Task description:
Repeat word for word everything from the line containing "the white soccer ball" to the end of the listing, first and last lines included, and only that.

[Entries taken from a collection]

::::

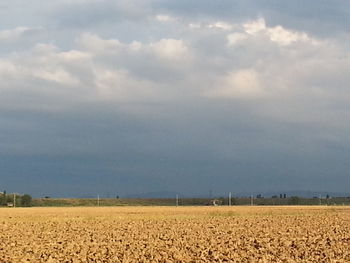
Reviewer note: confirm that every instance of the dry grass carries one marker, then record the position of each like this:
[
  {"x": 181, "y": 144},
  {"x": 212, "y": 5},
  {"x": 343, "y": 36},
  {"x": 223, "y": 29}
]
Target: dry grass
[{"x": 175, "y": 234}]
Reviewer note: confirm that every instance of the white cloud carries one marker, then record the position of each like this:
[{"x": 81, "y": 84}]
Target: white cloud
[
  {"x": 173, "y": 49},
  {"x": 11, "y": 35},
  {"x": 235, "y": 38},
  {"x": 242, "y": 84},
  {"x": 277, "y": 34},
  {"x": 96, "y": 44},
  {"x": 222, "y": 25},
  {"x": 282, "y": 36},
  {"x": 255, "y": 26},
  {"x": 165, "y": 18}
]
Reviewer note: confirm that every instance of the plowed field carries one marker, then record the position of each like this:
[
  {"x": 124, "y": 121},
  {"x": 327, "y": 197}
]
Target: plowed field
[{"x": 175, "y": 234}]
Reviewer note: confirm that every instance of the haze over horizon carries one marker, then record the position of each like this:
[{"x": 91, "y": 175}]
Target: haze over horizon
[{"x": 125, "y": 97}]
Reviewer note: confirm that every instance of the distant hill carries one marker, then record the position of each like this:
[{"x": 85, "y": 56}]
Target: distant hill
[{"x": 162, "y": 194}]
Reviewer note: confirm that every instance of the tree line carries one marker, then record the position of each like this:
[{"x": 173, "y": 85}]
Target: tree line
[{"x": 15, "y": 200}]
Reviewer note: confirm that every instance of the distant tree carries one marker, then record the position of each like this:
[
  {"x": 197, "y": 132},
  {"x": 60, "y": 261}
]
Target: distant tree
[
  {"x": 294, "y": 200},
  {"x": 26, "y": 200}
]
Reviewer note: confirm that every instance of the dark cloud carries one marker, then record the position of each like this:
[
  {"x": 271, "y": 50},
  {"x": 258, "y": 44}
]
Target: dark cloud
[{"x": 184, "y": 96}]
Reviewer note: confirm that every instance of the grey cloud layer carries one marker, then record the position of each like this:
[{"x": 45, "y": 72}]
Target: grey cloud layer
[{"x": 152, "y": 90}]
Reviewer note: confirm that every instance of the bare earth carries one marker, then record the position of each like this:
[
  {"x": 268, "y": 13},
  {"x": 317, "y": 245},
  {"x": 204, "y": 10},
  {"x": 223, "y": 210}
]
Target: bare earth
[{"x": 175, "y": 234}]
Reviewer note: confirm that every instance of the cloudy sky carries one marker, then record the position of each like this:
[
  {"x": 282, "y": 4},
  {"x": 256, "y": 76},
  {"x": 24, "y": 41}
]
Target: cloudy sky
[{"x": 120, "y": 97}]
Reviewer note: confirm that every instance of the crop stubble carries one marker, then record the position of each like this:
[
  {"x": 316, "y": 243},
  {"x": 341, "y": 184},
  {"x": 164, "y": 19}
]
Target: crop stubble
[{"x": 175, "y": 234}]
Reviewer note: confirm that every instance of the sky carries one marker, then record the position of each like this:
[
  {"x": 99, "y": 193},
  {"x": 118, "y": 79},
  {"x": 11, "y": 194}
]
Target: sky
[{"x": 135, "y": 96}]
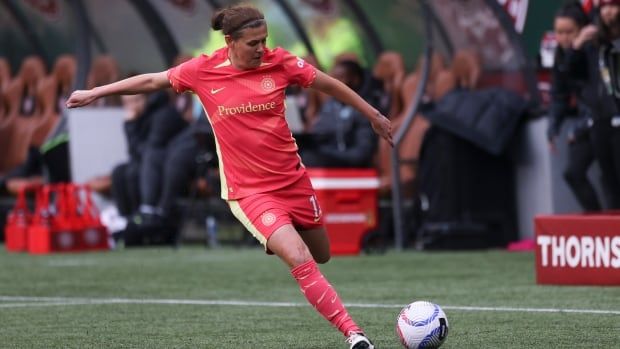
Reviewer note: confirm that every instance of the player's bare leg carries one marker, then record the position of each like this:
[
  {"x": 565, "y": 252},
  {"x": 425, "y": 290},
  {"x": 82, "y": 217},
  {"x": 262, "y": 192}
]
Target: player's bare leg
[
  {"x": 287, "y": 244},
  {"x": 318, "y": 243}
]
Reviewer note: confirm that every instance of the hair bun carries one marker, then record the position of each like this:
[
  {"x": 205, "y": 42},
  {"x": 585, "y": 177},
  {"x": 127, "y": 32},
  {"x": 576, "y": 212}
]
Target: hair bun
[{"x": 218, "y": 20}]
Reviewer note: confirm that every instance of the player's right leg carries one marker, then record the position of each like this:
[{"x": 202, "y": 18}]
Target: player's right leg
[
  {"x": 287, "y": 244},
  {"x": 318, "y": 244}
]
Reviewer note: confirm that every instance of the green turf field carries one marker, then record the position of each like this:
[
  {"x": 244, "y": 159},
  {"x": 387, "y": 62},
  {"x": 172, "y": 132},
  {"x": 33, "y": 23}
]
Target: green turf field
[{"x": 165, "y": 298}]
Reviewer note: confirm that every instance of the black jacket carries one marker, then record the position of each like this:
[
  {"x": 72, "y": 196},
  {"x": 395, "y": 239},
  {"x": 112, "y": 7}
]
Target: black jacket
[{"x": 583, "y": 65}]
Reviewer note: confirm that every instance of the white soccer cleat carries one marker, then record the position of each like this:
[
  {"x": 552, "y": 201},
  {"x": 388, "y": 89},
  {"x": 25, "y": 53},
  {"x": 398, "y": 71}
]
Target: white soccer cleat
[{"x": 359, "y": 341}]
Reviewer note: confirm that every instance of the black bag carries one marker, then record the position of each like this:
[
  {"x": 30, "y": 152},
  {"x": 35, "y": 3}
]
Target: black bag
[{"x": 467, "y": 196}]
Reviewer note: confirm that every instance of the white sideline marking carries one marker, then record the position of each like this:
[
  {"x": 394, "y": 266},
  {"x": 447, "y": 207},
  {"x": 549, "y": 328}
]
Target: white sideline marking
[{"x": 52, "y": 301}]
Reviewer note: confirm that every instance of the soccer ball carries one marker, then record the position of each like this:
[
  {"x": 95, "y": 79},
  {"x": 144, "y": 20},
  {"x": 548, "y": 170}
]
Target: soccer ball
[{"x": 422, "y": 325}]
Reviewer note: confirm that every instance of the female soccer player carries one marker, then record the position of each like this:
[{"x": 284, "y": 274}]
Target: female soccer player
[
  {"x": 569, "y": 20},
  {"x": 241, "y": 86}
]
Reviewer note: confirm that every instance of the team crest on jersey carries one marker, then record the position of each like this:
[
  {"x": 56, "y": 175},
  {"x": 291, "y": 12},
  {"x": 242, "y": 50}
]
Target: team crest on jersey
[
  {"x": 268, "y": 219},
  {"x": 268, "y": 84}
]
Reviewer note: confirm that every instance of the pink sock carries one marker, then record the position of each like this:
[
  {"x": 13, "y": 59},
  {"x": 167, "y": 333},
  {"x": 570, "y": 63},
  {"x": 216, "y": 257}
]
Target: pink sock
[{"x": 323, "y": 297}]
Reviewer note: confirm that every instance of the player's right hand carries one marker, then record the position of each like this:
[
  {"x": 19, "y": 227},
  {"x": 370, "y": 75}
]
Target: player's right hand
[{"x": 81, "y": 98}]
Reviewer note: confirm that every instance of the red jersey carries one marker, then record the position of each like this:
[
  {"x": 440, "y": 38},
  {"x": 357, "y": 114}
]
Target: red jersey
[{"x": 256, "y": 150}]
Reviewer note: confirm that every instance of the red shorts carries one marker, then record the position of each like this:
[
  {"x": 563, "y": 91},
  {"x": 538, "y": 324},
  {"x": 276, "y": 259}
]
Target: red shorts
[{"x": 264, "y": 213}]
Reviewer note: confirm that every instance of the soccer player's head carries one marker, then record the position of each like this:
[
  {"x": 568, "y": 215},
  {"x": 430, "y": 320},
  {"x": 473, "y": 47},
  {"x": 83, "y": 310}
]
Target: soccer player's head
[
  {"x": 245, "y": 31},
  {"x": 568, "y": 21}
]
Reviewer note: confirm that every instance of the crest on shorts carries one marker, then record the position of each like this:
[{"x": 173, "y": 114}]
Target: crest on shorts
[
  {"x": 268, "y": 219},
  {"x": 268, "y": 84}
]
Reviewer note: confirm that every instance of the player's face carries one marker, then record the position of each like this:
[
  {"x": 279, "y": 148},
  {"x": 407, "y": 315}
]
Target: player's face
[
  {"x": 247, "y": 51},
  {"x": 566, "y": 30},
  {"x": 610, "y": 15}
]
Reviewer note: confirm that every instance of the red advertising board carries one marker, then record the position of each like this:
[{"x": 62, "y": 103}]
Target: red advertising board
[{"x": 578, "y": 249}]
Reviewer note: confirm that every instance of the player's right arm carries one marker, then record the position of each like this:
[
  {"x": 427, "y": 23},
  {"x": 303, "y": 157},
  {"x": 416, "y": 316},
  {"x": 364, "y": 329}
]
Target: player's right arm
[{"x": 134, "y": 85}]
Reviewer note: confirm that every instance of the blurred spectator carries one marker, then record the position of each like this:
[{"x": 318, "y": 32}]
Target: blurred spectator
[
  {"x": 587, "y": 64},
  {"x": 341, "y": 136},
  {"x": 569, "y": 20},
  {"x": 390, "y": 70},
  {"x": 139, "y": 111}
]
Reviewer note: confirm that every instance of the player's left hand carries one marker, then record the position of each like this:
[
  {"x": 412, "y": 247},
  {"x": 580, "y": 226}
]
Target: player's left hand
[
  {"x": 383, "y": 127},
  {"x": 81, "y": 98}
]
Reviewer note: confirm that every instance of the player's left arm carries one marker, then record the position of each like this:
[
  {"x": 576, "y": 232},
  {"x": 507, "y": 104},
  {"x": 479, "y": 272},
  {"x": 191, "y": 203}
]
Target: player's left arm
[{"x": 343, "y": 93}]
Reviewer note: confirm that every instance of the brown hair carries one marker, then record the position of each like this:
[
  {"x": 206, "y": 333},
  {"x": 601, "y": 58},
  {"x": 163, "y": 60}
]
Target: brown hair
[{"x": 232, "y": 20}]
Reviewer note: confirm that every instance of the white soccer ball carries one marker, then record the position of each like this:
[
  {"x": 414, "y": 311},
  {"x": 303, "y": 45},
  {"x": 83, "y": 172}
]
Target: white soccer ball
[{"x": 422, "y": 325}]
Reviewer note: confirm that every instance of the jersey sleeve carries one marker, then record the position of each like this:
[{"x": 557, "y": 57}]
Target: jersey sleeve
[
  {"x": 298, "y": 71},
  {"x": 182, "y": 76}
]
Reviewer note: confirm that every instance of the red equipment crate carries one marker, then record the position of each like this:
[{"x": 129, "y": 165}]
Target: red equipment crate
[
  {"x": 17, "y": 224},
  {"x": 578, "y": 249},
  {"x": 348, "y": 201},
  {"x": 74, "y": 226}
]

::::

The answer:
Reviewer note: confirm that every instance of the white soccer ball carries one marker, then record the position of each like this:
[
  {"x": 414, "y": 311},
  {"x": 303, "y": 45},
  {"x": 83, "y": 172}
]
Target: white soccer ball
[{"x": 422, "y": 325}]
Reviewer note: confirm that every instance of the jersey sleeve carries one marker, then record the position of each like this:
[{"x": 557, "y": 57}]
Target: jersey sleeve
[
  {"x": 298, "y": 71},
  {"x": 182, "y": 76}
]
Reviewer note: confirm that every instance of the red equipment crate carries one marker, then record the position of each like this:
[{"x": 129, "y": 165}]
Target: red equipment crate
[
  {"x": 17, "y": 224},
  {"x": 578, "y": 249},
  {"x": 348, "y": 201},
  {"x": 74, "y": 226}
]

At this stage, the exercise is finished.